Zu erledigende Aufgaben
(1) Schreiben Sie aus dem Text zur Arbeitslosenquote den Abschnitt von „Die Arbeitslosenquote gilt“ bis einschließlich „Realität zu liefern?“ wortgetreu ab.
(2) In welchem Paragrafen welches Gesetzbuchs ist laut dem Text zur Arbeitslosenquote geregelt, wer als arbeitslos zählt?
(3) Führen Sie den Text zur Arbeitslosenquote im Anschluss an seinen letzten Satz weiter.

Vorgegebener Text
------

Gezählt, gerechnet und doch nicht alles erfasst: Die Arbeitslosenquote unter der Lupe

Die Arbeitslosenquote gilt als zentraler Indikator zur Einschätzung der Lage am Arbeitsmarkt, doch ihr Aussagewert wird oft politisch instrumentalisiert. So z.B. kann die Arbeitslosenquote der Regierung zur Rechtfertigung ihrer Politik dienen. Für die Opposition fungiert sie als Mittel zur Kritik der Arbeitsmarkpolitik. Arbeitgeberverbände nutzen sie, um Reformen anzumahnen, während Gewerkschaften und Sozialverbände sie heranziehen, um sich dagegen zu wehren. Doch wie erfüllt sie eigentlich ihren tatsächlichen Zweck: ein möglichst genaues Abbild der Realität zu liefern?

Was die Arbeitslosenquote beschreibt

„Geht vom Zugang zur Erwerbsarbeit eine wichtige soziale Inklusionswirkung aus, birgt vor allem dauerhafte Erwerbslosigkeit ein hohes Risiko der Exklusion“ (Boeckh u.a. 2022, S. 233). Arbeitslosigkeit bedeutet für die betroffenen Menschen finanzielle Einbußen und eingeschränkte Möglichkeiten der sozialen Teilhabe. Um diesen Folgen gezielt begegnen zu können, bedarf es Indikatoren, welche das Ausmaß der Arbeitslosigkeit in einer Gesellschaft zeigen können. Eine der wichtigsten Kennzahlen zur Beschreibung der Beschäftigungslage und des Ausmaßes der Arbeitslosigkeit stellt die Arbeitslosenquote dar. Die Bundesagentur für Arbeit (BA) verkündet monatlich die offizielle Zahl der Arbeitslosen, die in den Arbeitsagenturen und in den Jobcentern erhoben wird.  

Die Formel hinter der Zahl: So wird die Arbeitslosenquote ermittelt

Die Arbeitslosenquote entspricht dem prozentualen Anteil der Arbeitslosen an den Erwerbspersonen. Die Erwerbspersonen setzen sich aus den Erwerbstätigen und den Arbeitslosen zusammen.

Die Formel: AQ = (Arbeitslose/Erwerbstätige + Arbeitslose) *100

Der Quote erster Teil → Registrierte Arbeitslose

Wer alles als arbeitslos zählt, ist im Dritten Sozialgesetzbuch (SGB III) im § 16 geregelt. Es handelt sich dabei um Personen,

  • die vorübergehend ohne Beschäftigung sind oder weniger als 15 Stunden pro Woche arbeiten,
  • die eine versicherungspflichtige Beschäftigung von mindestens 15 Stunden pro Woche suchen,
  • die den Vermittlungsbemühungen von Arbeitsagentur oder Jobcenter zur Verfügung stehen,
  • die in Deutschland wohnen, mindestens 15 Jahre alt sind und die Rentenaltersgrenze noch nicht erreicht haben,
  • die sich persönlich bei einer Agentur für Arbeit oder einem Jobcenter arbeitslos gemeldet haben.

------

Datenzeilen
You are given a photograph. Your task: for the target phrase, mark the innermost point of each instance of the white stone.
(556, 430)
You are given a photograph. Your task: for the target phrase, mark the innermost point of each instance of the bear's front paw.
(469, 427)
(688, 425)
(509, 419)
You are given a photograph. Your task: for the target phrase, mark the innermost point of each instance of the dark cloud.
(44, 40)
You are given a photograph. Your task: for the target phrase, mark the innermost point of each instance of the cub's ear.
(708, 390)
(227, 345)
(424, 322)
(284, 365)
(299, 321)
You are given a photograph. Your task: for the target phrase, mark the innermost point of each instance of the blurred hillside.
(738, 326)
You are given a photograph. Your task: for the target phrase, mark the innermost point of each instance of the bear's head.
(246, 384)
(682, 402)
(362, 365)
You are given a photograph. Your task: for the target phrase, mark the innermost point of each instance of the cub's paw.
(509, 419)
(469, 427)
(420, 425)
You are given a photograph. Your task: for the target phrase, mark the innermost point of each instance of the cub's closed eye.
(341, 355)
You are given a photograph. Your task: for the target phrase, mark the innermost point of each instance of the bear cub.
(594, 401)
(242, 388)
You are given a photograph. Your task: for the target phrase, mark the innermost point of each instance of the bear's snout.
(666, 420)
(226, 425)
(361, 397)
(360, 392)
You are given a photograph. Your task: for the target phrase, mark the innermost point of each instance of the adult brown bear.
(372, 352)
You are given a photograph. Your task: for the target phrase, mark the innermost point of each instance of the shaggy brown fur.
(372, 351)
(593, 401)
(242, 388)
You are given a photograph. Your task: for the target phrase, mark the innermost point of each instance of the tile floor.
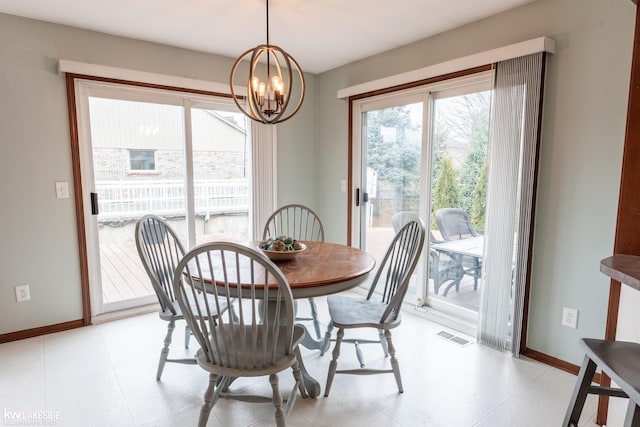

------

Erwartete Ergebnisse
(1)
Die Arbeitslosenquote gilt als zentraler Indikator zur Einschätzung der Lage am Arbeitsmarkt, doch ihr Aussagewert wird oft politisch instrumentalisiert. So z.B. kann die Arbeitslosenquote der Regierung zur Rechtfertigung ihrer Politik dienen. Für die Opposition fungiert sie als Mittel zur Kritik der Arbeitsmarkpolitik. Arbeitgeberverbände nutzen sie, um Reformen anzumahnen, während Gewerkschaften und Sozialverbände sie heranziehen, um sich dagegen zu wehren. Doch wie erfüllt sie eigentlich ihren tatsächlichen Zweck: ein möglichst genaues Abbild der Realität zu liefern?

(2) Im § 16 des Dritten Sozialgesetzbuchs (SGB III).

(3)
Der Quote zweiter Teil → Erwerbspersonen bzw. Erwerbstätige und Arbeitslose

Der Nenner in der Formel enthält die Summe aus den Erwerbstätigen und den Arbeitslosen. Dabei kann die Anzahl der Erwerbstätigen auf zweierlei Weise ermittelt werden. Zum einen können alle zivilen Erwerbspersonen als Erwerbstätige gezählt werden. Alle zivilen Erwerbstätigen sind die Summe aus den abhängigen zivilen Erwerbstätigen sowie Selbstständigen und mithelfenden Familienangehörigen. Zum anderen können die abhängigen zivilen Erwerbspersonen als Erwerbstätige im Nenner gezählt werden. Die abhängigen zivilen Erwerbstätigen sind die Summe aus sozialversicherungspflichtig Beschäftigten (einschließlich Auszubildenden), geringfügig Beschäftigten und Beamten (ohne Soldaten).

Das bedeutet, dass die Arbeitslosenquote einmal auf Basis aller zivilen Erwerbspersonen und einmal auf Basis der abhängigen zivilen Erwerbspersonen berechnet werden kann.

Was die Arbeitslosenquote verrät – und was nicht

Die Arbeitslosenquote erfasst den aktuellen Anteil der arbeitslos gemeldeten Personen an den Erwerbspersonen. Mit dieser Betrachtung können Entwicklungstrends am Arbeitsmarkt beobachtet und Veränderungen über Zeiträume hinweg beschrieben werden. Zudem können Hinweise zu regionalen und sektoralen Unterschieden in der Arbeitslosigkeit gegeben werden.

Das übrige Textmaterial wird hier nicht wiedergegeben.